» **İstenen görev**
Aşağıdaki listenin tamamını, "Changelog entry" ifadesi geçtiği her yerde "Release note" ile değiştirilmiş ve geri kalanı aynen korunmuş olarak yeniden yazın. Resimleri yanıta eklemeyin.

» **Liste**
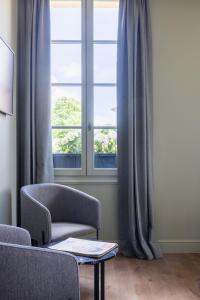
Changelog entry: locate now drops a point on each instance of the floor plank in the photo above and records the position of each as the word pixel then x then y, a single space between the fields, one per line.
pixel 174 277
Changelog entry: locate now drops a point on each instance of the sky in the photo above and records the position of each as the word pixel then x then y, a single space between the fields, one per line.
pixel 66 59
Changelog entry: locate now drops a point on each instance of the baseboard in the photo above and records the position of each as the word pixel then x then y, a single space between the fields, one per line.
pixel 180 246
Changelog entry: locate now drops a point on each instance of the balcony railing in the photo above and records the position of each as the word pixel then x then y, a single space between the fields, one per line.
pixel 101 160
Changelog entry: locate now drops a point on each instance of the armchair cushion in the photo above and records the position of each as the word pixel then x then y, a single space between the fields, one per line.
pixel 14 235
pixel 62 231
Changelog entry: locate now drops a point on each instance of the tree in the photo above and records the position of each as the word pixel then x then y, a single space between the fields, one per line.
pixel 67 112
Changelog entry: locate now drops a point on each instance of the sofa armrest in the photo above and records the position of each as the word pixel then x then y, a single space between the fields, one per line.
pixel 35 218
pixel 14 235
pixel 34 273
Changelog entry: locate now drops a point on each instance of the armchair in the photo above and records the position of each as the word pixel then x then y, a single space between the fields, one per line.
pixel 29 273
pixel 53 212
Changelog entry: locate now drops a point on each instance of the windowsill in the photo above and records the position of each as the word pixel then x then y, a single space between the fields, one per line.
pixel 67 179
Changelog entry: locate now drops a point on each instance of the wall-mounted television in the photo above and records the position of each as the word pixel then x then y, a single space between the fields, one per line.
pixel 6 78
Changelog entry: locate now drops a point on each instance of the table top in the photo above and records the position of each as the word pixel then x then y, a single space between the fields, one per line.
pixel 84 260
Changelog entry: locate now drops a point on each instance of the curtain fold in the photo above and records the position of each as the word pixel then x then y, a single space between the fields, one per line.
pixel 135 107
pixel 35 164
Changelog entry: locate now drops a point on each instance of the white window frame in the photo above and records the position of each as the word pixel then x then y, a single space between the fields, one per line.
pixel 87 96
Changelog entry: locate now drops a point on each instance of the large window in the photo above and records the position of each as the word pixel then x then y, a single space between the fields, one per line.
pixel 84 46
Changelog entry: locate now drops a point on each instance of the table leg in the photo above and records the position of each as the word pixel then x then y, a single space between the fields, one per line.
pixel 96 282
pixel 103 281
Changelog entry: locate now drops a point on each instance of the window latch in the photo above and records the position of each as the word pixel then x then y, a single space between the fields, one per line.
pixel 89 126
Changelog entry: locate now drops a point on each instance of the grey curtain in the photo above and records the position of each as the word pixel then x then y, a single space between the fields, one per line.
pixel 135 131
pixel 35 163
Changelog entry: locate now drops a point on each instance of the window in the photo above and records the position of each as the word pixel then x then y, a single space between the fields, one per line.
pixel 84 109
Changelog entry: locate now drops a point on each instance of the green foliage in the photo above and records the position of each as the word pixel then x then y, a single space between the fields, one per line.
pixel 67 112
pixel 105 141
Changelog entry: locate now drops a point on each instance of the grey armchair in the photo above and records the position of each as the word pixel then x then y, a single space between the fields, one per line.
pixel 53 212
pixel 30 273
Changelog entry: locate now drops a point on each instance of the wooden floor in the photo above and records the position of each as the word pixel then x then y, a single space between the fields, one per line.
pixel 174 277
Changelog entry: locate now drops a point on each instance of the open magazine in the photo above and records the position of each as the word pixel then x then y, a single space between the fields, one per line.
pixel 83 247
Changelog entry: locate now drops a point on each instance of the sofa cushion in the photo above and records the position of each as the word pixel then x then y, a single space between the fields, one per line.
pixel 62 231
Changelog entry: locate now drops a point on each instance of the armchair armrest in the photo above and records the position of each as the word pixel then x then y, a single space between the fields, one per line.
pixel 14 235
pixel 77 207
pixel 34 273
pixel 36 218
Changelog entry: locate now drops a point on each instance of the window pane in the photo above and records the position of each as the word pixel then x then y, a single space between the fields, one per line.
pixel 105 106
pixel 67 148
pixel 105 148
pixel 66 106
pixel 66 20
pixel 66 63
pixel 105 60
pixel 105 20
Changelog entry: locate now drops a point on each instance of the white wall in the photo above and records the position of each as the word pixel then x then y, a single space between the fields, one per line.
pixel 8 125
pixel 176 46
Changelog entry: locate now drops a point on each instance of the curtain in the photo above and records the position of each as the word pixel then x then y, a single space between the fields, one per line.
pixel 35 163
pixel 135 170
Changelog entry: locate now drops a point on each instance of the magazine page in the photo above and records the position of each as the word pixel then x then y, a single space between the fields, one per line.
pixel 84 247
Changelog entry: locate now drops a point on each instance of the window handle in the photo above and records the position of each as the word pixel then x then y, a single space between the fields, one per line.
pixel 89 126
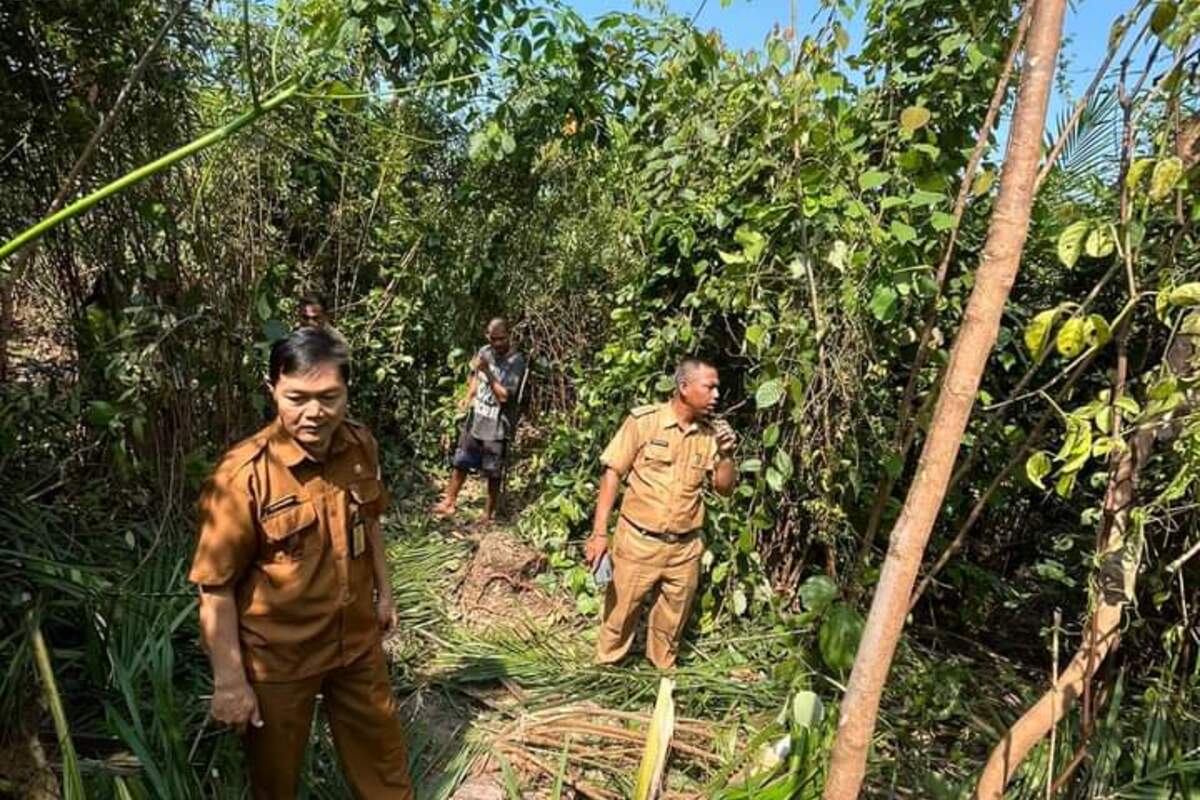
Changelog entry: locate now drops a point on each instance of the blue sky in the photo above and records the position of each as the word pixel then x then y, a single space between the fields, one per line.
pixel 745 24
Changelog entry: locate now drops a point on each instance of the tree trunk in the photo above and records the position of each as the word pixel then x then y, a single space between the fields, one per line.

» **Doğru çıktı**
Release note: locate now drops a point on each instance of the floor plank in the photo above and records the position of each as the word pixel then x then y, a single space between the fields, one per line.
pixel 174 277
Release note: locate now drops a point on each instance of the sky in the photo above and records the position of each as the word pixel then x then y, a single space between the fields, one per line.
pixel 66 59
Release note: locate now drops a point on each instance of the baseboard in the photo above and records the position of each as the word pixel then x then y, a single space between the fields, one per line.
pixel 180 246
Release note: locate now drops a point on each instance of the balcony railing in the photo above and records the position of each as the word pixel then x then y, a single space between the fields, one per line.
pixel 101 160
Release note: locate now drops a point on each instance of the armchair cushion in the photo above and records the position of each as the word pixel then x then y, a single space between the fields, one per line.
pixel 14 235
pixel 62 231
Release note: locate now drops a point on each instance of the tree in the photo above and records the position of each as the word pixel then x then y, a single space between the fields, one per line.
pixel 67 112
Release note: locate now drops a point on each instance of the sofa armrest in the photo above and records the position of each as the word pixel then x then y, a single space between the fields, one per line.
pixel 35 218
pixel 14 235
pixel 34 273
Release note: locate now drops a point on each instance of the armchair in the photo above and records the position of each as the word pixel then x then y, a single space between the fields, one per line.
pixel 29 273
pixel 53 212
Release note: locate now drops a point on each instance of the windowsill in the photo above and records the position of each as the word pixel then x then y, a single space between the fields, one per line.
pixel 67 179
Release note: locate now drops a point on each instance of the wall-mounted television in the photo above and records the position of each as the word pixel then x then y, a single space between the fields, one per line.
pixel 6 78
Release note: locate now drops a point on each instance of the table top in the photo above and records the position of each as the word pixel then x then y, a single space between the fields, one per line.
pixel 84 260
Release note: locate now drops a point on each instance of the curtain fold in the photo above and records the position of each as the word pixel then x then y, a single space between the fields, one per line.
pixel 135 107
pixel 35 164
Release note: locate now drops a point on each instance of the white window frame in the photo above and records the position of each as the word pixel then x then y, a single space between the fields, one per line.
pixel 87 96
Release note: locate now drops a point on each instance of the large window in the photo above and records the position of each as the word pixel then x then y, a single space between the fields, one per line.
pixel 84 46
Release note: locate now drops a point on each instance of the table leg in the photo above and records the position of each as the word pixel then x then y, a single space between the fields, one per line.
pixel 96 282
pixel 103 281
Release note: locate now drops a point on each instance of the window latch in the photo above and records the position of each as the word pixel then x then y, a single space between the fields, one per line.
pixel 89 126
Release note: locate now drops a point on each instance of the grey curtain in the photo above and records the position of each as the word pixel then x then y, a single space between the fields, one per line.
pixel 135 131
pixel 35 163
Release note: locate now drops a point on each instance of the window in the photo above and records the position of each as the word pixel then x then y, a single space between the fields, one per line.
pixel 84 109
Release note: locate now drops a point on each instance of the green foliage in the photo above and records the position of each as the word pixel then x then y, a single space between the fields, one per line.
pixel 67 112
pixel 105 141
Release note: locate now drops a point on each instance of the grey armchair in the photo above and records the position of each as the word pixel then x then y, a single space between the fields, one per line.
pixel 53 212
pixel 30 273
Release note: locate now drops a point on each instance of the wooden floor in the photo above and records the position of each as the word pixel then x then y, a single space between the fields, one per line.
pixel 174 277
Release note: locate now drops a point on each instance of the open magazine in the photo above and records the position of each as the word pixel then x then y, a single space between the fields, one per line.
pixel 83 247
Release note: locate now drops a point on each instance of the sofa cushion in the photo above and records the position of each as the word pixel then x then y, a single space between the fields, one per line.
pixel 62 231
Release note: locate now drops a point on each instance of the armchair armrest in the photo above and records the position of each as the word pixel then x then y, a single space between the fields, one per line.
pixel 14 235
pixel 77 207
pixel 34 273
pixel 36 218
Release note: locate now drops a point on each instance of the window pane in the photo above and records the position of each as the word pixel then x then y, a single space between the fields, one per line.
pixel 105 106
pixel 67 148
pixel 105 148
pixel 66 106
pixel 66 20
pixel 66 63
pixel 105 60
pixel 105 20
Release note: locate now drops a point on each instance of the white wall in the photo above and records the position of each as the word pixel then x then y, a single space between the fields, one per line.
pixel 8 125
pixel 176 46
Release note: locate now drops a point on each instance of the curtain in the photo above and records the position of each as the word pixel then x then y, a single space between the fields, one per line.
pixel 35 163
pixel 135 170
Release note: locate now drops a point on each instance of the magazine page in the photo above and records the position of each as the word pixel then x then y, a single space between the fields, one per line.
pixel 84 247
Release note: locate now drops a point on each instance of the window handle in the photo above and records the position of each as the word pixel then x then y, a single space between the fields, one per line.
pixel 89 126
Release note: locate now drops a point on each instance of the blue sky in the photo above and records the position of each as the word pixel then x then y, a single space between the fields, one per line.
pixel 745 24
Release note: locate now drops a point on each instance of the tree trunk in the photo above and records the position of each as the word pixel then x then y, a single space between the fields, one per line.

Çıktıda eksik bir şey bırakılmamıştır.